Start of ENTRIES SHOWN
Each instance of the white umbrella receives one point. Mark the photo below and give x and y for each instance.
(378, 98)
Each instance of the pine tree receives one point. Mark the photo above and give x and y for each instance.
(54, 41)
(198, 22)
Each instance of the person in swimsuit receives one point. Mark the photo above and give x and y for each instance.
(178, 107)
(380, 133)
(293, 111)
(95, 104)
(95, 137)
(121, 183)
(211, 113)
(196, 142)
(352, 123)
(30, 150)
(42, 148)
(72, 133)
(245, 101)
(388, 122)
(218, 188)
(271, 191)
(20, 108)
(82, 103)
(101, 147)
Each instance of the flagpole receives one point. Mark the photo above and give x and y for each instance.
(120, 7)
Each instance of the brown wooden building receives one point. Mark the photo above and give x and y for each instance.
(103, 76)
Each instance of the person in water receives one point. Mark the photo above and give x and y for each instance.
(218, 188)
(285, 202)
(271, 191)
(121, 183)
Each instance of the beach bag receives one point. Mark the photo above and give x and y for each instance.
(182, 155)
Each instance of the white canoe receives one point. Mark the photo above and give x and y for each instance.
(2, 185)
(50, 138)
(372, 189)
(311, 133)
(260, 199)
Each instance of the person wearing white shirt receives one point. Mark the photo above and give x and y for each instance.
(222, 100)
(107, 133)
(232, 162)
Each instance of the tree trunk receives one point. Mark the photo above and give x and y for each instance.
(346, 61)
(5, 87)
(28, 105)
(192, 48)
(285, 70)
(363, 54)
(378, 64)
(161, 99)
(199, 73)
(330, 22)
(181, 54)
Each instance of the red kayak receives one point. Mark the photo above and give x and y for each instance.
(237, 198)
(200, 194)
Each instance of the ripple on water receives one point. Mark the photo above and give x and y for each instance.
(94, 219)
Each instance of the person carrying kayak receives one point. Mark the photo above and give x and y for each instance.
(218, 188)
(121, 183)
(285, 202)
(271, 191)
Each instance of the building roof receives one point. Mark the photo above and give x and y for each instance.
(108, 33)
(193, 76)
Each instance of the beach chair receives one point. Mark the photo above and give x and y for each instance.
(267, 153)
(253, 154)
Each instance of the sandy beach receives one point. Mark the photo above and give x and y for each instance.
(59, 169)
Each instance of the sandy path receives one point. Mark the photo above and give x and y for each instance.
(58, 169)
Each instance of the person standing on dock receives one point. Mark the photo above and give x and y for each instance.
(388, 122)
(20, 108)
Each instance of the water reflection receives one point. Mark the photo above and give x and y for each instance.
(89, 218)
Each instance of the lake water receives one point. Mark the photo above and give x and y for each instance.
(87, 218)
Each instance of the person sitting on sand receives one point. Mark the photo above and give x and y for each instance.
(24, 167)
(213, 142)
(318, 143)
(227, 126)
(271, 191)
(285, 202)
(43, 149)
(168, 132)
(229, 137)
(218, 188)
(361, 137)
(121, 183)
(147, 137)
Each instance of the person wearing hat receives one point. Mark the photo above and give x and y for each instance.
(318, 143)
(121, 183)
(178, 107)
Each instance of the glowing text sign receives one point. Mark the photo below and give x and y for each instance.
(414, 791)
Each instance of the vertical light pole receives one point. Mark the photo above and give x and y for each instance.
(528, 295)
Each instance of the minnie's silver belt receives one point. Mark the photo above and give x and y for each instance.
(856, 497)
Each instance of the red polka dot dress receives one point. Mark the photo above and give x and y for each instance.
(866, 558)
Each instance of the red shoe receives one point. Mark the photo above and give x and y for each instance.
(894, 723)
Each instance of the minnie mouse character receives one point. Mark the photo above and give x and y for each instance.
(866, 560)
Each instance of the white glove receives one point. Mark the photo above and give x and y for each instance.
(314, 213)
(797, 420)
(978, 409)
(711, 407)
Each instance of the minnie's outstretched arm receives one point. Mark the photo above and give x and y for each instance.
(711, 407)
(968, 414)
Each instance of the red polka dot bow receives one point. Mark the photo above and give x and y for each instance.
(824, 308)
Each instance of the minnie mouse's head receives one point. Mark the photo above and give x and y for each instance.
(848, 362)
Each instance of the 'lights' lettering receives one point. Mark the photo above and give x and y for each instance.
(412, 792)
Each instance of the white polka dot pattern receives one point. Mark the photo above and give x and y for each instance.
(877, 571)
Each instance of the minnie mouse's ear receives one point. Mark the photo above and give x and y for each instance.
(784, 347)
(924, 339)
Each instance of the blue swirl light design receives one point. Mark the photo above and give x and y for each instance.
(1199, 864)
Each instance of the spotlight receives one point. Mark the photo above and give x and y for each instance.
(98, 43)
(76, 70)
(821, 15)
End of ENTRIES SHOWN
» **AIM**
Reproduce the entire listing above, swapping every occurrence of "receives one point" for "gets a single point" and leaving all other text unchanged.

» **FULL RESPONSE**
Each instance of the white umbrella gets a single point. Mark the photo below and give x and y for each instance.
(378, 98)
Each instance of the pine tree gets a single point. Mark the photo above and give x and y for each instance.
(54, 41)
(198, 22)
Each instance of the person in swimsuit gets a single point. Mark the photo above and give x and y for each instance.
(178, 107)
(380, 133)
(293, 111)
(95, 104)
(95, 137)
(121, 183)
(211, 113)
(196, 142)
(352, 123)
(30, 150)
(42, 148)
(72, 133)
(245, 101)
(388, 122)
(218, 188)
(271, 191)
(20, 108)
(82, 103)
(101, 147)
Each instance of the flagpole gets a single point. Mark the photo above and give x and y for each instance.
(120, 7)
Each instance of the brown wooden building gets a single point. Mark the photo above and give x and y for each instance.
(103, 76)
Each instance of the person in water gets a single point. Mark the photo above and give x and y for each instance.
(218, 188)
(285, 202)
(271, 191)
(121, 183)
Each instance of the beach bag gets a single point. Mark the photo above and give x and y for each instance.
(182, 155)
Each instance of the white canoe gets a single point. Mark the photo above and give x and y for each instance.
(2, 185)
(50, 138)
(372, 189)
(311, 133)
(260, 199)
Each instance of the person wearing white shirt gets a single point. Mark the photo above and give x and y for each instance.
(222, 100)
(107, 133)
(232, 162)
Each instance of the tree trunk gets a single point. Mark the photo above and give x and y for each instance.
(346, 61)
(5, 87)
(28, 105)
(192, 48)
(285, 70)
(363, 54)
(378, 64)
(161, 99)
(199, 73)
(330, 22)
(181, 54)
Each instance of the red kayak gets a single point. Mark the photo above and give x and y for each instance.
(237, 198)
(200, 194)
Each instance of the ripple on water gets a single point. Mark the photo above and give x and y for each instance.
(94, 219)
Each instance of the person carrying kayak gets a single point. Mark the photo above and give x and y for each instance.
(218, 188)
(121, 183)
(285, 202)
(271, 191)
Each instance of the building roof gets a single point. Mark the photo above and give x and y for each instance.
(108, 33)
(193, 76)
Each instance of the beach chair gets a single point. Mark the photo above and give x and y for each instance.
(267, 153)
(253, 154)
Each instance of the sandy beach gets a single point. Mark the photo above and give x and y for each instance.
(59, 169)
Each instance of the sandy path gets a single point. Mark the photo above and give x and y for each instance.
(58, 169)
Each instance of the person standing on dock gets a single point. Mark the photo above and give x and y for each instance.
(388, 122)
(20, 108)
Each instance of the water reflection gets a single point. Mark the photo above and give x and y for each instance.
(89, 218)
Each instance of the lake water gets a single point. Mark the photo above and give x and y for each instance.
(87, 218)
Each instance of the person sitting on sand gets a single point. Mark the photo above and give x and y for each instance.
(24, 167)
(213, 142)
(318, 143)
(227, 126)
(271, 191)
(285, 202)
(43, 149)
(168, 132)
(229, 137)
(218, 188)
(361, 137)
(121, 183)
(147, 137)
Each instance of the person wearing hat gets a single point. Mark the photo above and give x and y for each instance.
(318, 143)
(121, 183)
(178, 107)
Each instance of the glowing text sign gets a single point. Mark the photo below and give x and y for each instance.
(414, 791)
Each instance of the vertical light pole gets a single point. Mark the photo above and give x and y for each instance.
(528, 295)
Each instance of the minnie's silver belt gets a single point. Mark the photo above and give x and y for each instance.
(856, 497)
Each instance of the red polka dot dress gets a single point. Mark the photo above and give x and y for each instance.
(866, 558)
Each instance of the red shoe gets a single point. Mark the photo above and give x and y for each instance.
(894, 723)
Each instance of the minnie mouse character gets a single point. Mark the photo above and give x and y for each instance.
(866, 560)
Each instance of the white glove gets a single point. Mark the photo above and give x and y for each instance.
(314, 213)
(797, 420)
(978, 409)
(711, 407)
Each instance of the minnie's outstretched arm gets a single point. Mark the photo above and give x and y for each instance.
(711, 407)
(968, 414)
Each instance of the red polka dot bow gets a single point. Mark the photo above and give x and y for each instance.
(824, 308)
Each instance of the minnie mouse's head gets a single point. Mark the photo above and give x and y for each instance.
(848, 362)
Each instance of the 'lights' lettering gets a single point. Mark the photo above and give x and y for each instance.
(412, 792)
Each instance of the white polka dot pattern gets a single point. Mark the photo above and give x and y for each instance.
(877, 571)
Each instance of the minnie mouse's ear gets a single point. Mark the photo above and give x and y for each instance.
(784, 347)
(924, 339)
Each instance of the blue swirl light design gets a single point. Mark the photo above and give x and y for each instance.
(1199, 864)
Each instance of the spotlight gets a single point. Mark the photo above and give x and y for each instance.
(98, 43)
(76, 70)
(821, 15)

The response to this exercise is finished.